Stored data entries
================

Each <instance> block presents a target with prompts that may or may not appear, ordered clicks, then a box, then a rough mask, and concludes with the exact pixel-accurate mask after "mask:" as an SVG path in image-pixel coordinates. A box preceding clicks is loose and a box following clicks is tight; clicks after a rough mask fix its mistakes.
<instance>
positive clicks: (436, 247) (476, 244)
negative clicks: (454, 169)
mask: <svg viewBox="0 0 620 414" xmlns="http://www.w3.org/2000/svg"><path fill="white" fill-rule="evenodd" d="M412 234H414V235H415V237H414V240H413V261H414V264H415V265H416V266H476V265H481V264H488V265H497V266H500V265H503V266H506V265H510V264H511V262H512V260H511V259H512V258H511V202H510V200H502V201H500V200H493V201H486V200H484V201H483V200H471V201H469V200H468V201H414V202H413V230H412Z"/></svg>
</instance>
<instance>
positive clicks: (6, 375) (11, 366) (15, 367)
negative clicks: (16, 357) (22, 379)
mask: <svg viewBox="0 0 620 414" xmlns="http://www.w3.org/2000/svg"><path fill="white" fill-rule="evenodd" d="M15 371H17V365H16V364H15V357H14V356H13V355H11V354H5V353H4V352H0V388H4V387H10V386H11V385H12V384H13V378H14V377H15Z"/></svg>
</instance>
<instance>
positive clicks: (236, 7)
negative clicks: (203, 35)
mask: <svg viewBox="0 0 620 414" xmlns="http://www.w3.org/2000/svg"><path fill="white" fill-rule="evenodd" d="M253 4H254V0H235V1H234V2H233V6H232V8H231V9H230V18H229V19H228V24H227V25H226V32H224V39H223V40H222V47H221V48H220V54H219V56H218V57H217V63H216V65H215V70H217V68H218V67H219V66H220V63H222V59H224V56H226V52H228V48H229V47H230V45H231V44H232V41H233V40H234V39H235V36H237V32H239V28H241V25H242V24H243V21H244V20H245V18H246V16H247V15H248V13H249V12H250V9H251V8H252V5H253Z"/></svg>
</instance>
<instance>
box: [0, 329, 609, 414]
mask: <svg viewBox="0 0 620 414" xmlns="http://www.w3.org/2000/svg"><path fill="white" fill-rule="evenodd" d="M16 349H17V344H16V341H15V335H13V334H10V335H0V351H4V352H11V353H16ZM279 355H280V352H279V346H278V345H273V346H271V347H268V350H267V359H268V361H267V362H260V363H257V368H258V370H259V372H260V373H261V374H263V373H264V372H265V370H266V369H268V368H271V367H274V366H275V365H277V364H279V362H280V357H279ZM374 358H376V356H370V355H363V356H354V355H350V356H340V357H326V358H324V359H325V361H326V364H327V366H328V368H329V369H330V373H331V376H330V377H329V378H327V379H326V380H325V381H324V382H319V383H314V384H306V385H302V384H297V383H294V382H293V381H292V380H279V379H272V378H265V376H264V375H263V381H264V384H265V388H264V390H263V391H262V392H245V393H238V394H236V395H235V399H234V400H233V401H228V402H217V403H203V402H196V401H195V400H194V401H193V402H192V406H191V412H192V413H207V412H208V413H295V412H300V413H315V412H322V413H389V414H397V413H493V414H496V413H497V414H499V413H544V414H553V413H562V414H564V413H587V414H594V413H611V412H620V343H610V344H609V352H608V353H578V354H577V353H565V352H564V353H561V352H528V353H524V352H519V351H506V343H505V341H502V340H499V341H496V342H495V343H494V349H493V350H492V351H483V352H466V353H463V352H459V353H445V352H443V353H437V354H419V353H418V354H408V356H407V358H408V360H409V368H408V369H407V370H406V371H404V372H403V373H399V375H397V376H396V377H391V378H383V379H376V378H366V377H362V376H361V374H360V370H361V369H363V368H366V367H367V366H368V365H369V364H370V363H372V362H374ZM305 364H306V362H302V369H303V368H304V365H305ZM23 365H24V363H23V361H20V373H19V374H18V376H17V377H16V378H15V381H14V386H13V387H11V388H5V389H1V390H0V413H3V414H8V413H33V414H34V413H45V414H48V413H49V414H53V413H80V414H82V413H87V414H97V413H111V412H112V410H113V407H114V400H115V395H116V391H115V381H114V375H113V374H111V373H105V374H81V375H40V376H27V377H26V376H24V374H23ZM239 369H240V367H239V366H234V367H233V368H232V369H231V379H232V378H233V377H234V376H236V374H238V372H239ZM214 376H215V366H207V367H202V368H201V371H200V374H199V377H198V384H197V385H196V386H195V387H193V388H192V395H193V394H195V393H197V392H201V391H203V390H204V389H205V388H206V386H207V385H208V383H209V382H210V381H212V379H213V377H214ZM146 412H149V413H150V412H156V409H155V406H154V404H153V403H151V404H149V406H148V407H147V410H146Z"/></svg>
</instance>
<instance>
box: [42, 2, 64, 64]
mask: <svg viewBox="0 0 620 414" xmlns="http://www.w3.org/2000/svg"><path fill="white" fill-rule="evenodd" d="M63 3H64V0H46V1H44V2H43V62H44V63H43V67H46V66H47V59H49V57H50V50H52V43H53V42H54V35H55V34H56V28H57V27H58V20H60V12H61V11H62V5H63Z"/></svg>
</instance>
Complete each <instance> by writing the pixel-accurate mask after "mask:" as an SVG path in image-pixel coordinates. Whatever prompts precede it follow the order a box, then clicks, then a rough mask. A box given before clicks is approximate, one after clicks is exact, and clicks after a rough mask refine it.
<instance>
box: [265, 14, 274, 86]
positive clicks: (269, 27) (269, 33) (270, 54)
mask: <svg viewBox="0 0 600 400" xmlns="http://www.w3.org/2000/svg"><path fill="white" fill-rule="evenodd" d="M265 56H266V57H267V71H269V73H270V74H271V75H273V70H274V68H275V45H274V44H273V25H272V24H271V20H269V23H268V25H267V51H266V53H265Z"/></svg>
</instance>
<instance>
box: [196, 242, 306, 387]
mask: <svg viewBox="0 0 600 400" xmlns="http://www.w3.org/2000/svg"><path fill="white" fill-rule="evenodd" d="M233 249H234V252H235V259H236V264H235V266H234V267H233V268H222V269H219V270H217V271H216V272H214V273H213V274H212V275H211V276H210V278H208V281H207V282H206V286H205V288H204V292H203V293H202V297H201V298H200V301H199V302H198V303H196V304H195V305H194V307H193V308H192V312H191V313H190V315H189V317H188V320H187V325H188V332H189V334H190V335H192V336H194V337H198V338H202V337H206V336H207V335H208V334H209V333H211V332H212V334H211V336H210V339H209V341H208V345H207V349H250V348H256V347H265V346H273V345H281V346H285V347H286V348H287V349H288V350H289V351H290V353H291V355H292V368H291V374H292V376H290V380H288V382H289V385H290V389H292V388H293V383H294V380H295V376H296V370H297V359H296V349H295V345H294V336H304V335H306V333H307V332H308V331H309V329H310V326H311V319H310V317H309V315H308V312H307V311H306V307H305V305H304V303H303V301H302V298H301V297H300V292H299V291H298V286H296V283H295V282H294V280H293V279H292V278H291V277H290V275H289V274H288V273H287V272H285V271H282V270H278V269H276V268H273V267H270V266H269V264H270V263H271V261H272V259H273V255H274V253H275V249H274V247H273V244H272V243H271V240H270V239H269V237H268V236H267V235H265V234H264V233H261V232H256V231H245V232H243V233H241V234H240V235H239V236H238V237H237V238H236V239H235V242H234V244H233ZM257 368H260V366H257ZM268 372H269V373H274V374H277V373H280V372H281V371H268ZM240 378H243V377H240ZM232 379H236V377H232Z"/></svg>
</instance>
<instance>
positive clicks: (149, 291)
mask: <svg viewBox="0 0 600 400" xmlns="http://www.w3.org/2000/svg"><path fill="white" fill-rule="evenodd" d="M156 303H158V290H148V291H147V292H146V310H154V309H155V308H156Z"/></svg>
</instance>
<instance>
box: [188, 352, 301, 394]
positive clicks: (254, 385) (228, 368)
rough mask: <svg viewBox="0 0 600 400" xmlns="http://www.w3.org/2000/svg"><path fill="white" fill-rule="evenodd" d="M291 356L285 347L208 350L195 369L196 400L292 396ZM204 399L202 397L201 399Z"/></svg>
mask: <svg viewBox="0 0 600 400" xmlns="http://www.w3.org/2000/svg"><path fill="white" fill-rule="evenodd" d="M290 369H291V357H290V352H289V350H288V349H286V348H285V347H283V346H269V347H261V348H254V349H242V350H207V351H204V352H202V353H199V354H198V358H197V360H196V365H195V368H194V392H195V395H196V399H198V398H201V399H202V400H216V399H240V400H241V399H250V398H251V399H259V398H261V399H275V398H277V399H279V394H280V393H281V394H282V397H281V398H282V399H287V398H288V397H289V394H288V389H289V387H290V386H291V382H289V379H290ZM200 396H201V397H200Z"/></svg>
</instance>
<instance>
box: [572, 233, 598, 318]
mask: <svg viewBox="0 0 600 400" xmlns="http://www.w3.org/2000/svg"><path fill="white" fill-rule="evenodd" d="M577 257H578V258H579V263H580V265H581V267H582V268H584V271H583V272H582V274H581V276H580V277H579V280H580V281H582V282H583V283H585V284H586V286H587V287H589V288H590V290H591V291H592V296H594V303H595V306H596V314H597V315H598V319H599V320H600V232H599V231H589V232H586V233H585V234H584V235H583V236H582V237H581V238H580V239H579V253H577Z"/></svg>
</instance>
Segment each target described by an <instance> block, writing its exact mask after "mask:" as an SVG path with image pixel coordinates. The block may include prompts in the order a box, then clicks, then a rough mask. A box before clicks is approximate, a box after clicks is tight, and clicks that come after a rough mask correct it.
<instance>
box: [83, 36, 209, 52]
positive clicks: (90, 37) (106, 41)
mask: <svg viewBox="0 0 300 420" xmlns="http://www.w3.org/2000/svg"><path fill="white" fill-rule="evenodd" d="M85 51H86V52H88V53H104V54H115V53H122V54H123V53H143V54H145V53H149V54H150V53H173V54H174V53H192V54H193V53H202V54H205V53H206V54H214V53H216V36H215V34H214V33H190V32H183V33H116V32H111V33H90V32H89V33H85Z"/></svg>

================

> **Task prompt**
Check each line of the entries above for the word "tight". List the ones that have it.

> **Answer box**
Each <instance> block presents a target with prompts that may or may not appear, ordered clicks, then a box, then a rough mask, and concludes with the exact pixel-accurate mask after "mask:" as an SVG path in image-pixel coordinates. A box preceding clicks is loose and a box following clicks is tight; clicks after a rough mask fix its mistakes.
Segment each target described by an <instance> block, writing its exact mask after "mask:" as an SVG path with image pixel coordinates. The block may include prompts in the order a box, then clicks, then a rough mask. A box before clicks is approximate, a box after clicks is tight, and clicks that come after a rough mask correct it.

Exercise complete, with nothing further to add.